Stated goal ->
Copy the lines of the listing word for word, from the line containing "Seedling-scouting request: tag the satin" through the end of the listing, both ends included.

^^^^^^^^^^^^^^^^

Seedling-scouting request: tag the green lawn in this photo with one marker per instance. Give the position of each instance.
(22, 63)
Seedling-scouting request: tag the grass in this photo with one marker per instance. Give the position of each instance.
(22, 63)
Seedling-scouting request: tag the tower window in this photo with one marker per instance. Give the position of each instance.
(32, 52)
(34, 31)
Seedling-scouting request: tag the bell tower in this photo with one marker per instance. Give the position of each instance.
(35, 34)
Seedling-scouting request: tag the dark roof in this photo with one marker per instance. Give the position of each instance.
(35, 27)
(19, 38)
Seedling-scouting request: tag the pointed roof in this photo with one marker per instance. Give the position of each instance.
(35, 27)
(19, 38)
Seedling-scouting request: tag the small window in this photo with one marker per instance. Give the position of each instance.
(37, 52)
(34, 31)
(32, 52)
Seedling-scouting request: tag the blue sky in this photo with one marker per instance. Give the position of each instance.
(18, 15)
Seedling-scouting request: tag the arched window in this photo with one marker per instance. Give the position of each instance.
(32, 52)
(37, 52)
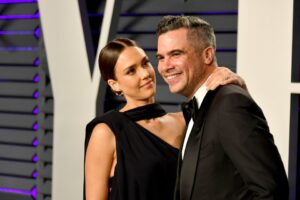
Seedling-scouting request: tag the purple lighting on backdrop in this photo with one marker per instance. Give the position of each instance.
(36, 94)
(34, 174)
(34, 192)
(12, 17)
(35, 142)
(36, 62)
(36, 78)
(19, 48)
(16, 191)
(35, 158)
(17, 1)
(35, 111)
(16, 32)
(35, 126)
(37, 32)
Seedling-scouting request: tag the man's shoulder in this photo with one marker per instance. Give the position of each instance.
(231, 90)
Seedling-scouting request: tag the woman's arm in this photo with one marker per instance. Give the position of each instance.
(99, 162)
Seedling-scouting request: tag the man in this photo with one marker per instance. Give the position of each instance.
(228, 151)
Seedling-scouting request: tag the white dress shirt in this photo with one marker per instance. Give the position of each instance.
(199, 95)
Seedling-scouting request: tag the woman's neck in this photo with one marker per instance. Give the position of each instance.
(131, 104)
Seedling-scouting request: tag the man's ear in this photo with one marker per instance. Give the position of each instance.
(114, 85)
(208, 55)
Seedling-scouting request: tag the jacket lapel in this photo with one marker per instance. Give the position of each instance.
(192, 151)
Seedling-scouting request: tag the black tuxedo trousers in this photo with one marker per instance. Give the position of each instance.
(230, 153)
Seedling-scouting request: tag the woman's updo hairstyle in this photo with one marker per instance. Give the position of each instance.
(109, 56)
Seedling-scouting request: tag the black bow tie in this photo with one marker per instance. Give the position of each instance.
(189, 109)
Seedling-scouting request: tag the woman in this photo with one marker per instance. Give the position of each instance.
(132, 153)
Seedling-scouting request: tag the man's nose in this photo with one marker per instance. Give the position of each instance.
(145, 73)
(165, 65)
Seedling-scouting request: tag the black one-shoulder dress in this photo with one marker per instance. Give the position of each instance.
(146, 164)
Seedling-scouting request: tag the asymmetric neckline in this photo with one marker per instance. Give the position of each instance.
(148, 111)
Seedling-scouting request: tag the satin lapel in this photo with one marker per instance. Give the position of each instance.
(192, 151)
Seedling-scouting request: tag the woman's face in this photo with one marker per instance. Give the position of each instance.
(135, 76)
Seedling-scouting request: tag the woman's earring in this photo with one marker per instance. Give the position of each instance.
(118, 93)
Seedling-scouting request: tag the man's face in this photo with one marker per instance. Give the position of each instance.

^^^^^^^^^^^^^^^^

Task result ->
Seedling-scouting request: tag the satin lapel in this photo with one marker per instance. Give the position of each instance.
(192, 151)
Seedling-scouting request: tag the woman's face in this photo with one marker per instance. Give the position of each instance.
(135, 76)
Seedling-scouting request: tag the woman's earring in this photo with one marker per instance. Give the position of each instance.
(118, 93)
Seedling-scouting request: tag the man's face in this photo with one marker per instance. Give the position of each instance.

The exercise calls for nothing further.